MATERIAL PROVIDED:
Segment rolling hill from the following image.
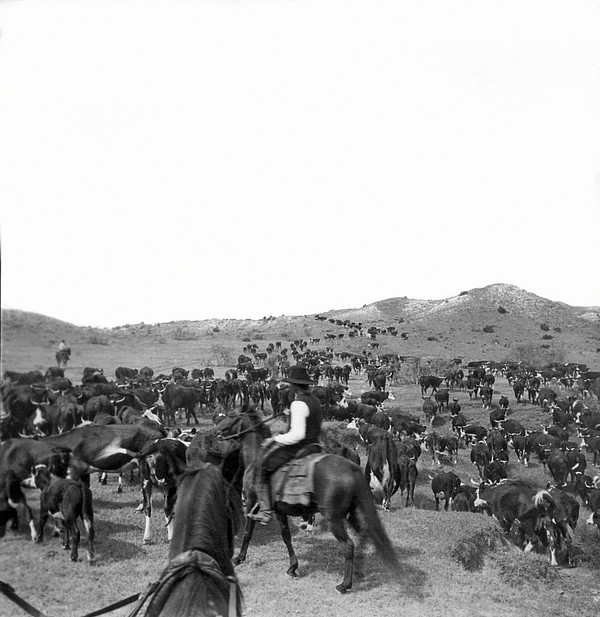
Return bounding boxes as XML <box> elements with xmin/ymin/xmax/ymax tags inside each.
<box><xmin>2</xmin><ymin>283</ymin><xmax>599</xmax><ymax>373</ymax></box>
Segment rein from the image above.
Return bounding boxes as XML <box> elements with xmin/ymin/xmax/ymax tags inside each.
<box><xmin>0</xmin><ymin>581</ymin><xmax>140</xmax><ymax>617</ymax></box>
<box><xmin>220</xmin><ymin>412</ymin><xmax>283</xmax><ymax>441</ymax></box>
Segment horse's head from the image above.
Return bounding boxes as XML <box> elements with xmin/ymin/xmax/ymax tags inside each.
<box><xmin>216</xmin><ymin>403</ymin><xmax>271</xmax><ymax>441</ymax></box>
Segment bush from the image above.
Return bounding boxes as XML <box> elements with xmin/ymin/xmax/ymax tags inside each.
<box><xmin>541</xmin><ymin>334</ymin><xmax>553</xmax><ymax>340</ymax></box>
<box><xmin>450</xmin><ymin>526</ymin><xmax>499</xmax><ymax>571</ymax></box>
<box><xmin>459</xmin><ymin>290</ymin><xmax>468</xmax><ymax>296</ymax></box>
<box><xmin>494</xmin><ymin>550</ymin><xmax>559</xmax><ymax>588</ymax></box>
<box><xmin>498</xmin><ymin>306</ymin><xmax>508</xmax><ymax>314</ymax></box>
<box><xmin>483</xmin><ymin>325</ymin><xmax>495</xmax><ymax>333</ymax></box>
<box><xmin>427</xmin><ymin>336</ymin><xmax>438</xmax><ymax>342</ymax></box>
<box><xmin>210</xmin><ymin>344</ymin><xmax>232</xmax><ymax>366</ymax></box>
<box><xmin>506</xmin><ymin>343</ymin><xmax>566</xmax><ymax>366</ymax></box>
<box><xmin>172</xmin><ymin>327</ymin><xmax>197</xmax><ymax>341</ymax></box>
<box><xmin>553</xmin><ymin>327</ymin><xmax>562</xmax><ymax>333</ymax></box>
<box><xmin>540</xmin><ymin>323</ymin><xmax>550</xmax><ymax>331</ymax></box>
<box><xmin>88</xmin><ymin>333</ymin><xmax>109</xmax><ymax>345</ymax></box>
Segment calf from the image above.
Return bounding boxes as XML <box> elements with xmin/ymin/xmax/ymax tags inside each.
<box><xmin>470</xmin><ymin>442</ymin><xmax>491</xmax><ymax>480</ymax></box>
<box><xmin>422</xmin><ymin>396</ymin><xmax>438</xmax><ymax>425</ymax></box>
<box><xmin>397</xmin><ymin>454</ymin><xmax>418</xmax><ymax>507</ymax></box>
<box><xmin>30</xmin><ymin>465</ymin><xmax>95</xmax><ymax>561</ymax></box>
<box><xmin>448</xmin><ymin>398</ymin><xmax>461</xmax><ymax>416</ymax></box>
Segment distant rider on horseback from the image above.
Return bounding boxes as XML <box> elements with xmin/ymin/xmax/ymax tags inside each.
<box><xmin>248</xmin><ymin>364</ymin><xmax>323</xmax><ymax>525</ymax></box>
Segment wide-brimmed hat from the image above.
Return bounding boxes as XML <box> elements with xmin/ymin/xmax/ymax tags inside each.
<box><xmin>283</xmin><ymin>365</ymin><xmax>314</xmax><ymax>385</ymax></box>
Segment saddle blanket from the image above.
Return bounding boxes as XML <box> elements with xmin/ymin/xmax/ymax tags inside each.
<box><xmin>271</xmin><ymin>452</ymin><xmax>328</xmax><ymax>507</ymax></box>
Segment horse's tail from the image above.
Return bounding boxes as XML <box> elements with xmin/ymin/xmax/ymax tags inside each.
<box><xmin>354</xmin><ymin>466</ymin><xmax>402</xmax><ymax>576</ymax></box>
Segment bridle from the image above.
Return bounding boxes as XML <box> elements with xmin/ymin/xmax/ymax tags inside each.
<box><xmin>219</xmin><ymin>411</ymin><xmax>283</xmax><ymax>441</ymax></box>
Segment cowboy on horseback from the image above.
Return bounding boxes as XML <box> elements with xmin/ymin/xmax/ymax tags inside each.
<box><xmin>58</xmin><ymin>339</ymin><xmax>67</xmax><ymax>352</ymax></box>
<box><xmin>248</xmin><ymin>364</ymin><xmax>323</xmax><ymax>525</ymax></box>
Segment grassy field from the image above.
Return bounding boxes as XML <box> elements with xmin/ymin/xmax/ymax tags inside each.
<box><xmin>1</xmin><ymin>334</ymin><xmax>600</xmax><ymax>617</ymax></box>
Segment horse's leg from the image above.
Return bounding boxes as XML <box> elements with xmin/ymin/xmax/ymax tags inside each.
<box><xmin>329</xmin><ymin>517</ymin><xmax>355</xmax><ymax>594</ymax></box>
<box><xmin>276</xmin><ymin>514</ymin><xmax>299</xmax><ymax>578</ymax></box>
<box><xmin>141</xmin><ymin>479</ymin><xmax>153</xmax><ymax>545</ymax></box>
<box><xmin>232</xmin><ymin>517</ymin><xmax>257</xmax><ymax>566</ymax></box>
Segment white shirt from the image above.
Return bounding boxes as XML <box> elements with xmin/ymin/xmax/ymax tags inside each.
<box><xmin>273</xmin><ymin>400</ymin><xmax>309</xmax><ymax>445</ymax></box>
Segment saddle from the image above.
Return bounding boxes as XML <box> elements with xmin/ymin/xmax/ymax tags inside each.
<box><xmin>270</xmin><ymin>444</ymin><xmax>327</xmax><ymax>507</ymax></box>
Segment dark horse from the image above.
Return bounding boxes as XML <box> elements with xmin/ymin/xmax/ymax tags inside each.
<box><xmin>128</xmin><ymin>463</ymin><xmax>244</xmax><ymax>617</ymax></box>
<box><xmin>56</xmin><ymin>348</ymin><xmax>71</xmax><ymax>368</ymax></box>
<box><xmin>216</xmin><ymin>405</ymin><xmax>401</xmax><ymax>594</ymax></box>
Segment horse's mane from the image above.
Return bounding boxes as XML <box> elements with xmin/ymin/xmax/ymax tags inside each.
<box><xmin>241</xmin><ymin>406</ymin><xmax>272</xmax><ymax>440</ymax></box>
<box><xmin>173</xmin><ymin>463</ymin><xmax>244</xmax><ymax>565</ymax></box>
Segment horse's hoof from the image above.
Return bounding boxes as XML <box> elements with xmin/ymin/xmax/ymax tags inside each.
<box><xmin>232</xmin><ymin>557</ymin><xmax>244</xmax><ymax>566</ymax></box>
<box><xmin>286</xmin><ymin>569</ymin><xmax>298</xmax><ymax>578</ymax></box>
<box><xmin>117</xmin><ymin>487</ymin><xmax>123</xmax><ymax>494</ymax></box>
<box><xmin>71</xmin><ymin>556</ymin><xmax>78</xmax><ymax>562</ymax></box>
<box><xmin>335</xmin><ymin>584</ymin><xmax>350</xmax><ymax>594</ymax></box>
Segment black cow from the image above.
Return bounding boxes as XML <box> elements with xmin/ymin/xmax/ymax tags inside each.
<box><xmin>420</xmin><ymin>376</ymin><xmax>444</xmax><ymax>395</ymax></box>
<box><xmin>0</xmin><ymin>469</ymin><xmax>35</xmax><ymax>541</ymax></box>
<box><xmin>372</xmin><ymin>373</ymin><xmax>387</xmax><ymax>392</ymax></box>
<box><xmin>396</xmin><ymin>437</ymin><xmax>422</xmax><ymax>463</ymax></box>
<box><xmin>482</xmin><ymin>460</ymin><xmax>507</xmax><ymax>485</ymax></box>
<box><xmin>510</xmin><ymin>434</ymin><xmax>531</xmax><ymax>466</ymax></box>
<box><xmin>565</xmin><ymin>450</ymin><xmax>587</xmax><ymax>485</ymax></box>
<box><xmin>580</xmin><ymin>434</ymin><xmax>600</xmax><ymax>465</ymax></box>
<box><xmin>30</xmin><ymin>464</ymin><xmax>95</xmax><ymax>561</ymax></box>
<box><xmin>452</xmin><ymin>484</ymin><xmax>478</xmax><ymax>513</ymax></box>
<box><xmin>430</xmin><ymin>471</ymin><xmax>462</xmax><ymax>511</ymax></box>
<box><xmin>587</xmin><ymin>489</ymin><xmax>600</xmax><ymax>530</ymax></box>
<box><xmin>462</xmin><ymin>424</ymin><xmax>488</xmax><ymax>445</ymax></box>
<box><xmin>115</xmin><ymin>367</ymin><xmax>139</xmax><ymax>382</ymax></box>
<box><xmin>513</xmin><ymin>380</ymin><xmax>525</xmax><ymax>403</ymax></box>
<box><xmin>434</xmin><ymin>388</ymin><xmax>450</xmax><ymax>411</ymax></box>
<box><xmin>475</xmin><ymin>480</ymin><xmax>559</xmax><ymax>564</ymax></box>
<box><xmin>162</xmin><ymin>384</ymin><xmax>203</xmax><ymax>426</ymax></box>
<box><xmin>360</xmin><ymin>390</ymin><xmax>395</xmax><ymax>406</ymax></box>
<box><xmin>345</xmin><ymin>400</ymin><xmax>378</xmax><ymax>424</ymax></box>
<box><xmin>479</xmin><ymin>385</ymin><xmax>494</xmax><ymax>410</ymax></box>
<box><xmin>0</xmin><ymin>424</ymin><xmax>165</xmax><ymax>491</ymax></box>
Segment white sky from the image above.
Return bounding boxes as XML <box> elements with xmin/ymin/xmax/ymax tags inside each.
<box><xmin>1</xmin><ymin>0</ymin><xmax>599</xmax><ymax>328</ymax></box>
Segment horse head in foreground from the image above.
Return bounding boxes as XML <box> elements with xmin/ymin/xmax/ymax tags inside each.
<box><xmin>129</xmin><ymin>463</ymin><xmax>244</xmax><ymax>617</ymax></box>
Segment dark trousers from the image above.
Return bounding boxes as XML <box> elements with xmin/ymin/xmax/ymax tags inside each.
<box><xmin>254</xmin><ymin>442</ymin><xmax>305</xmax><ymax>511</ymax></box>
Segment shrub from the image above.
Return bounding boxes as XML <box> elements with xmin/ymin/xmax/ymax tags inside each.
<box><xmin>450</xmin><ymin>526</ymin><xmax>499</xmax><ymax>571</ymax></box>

WHAT TO PRODUCE: In the listing above, find the line containing "Segment saddle from the image above." and the line containing "Segment dark horse from the image above.", then repeat those two lines and everything between them exactly.

COMPLETED EXERCISE:
Segment saddle from the image above.
Return bounding boxes as XML <box> elements with xmin/ymin/xmax/ymax tags inside each.
<box><xmin>270</xmin><ymin>444</ymin><xmax>327</xmax><ymax>507</ymax></box>
Segment dark horse from the image above.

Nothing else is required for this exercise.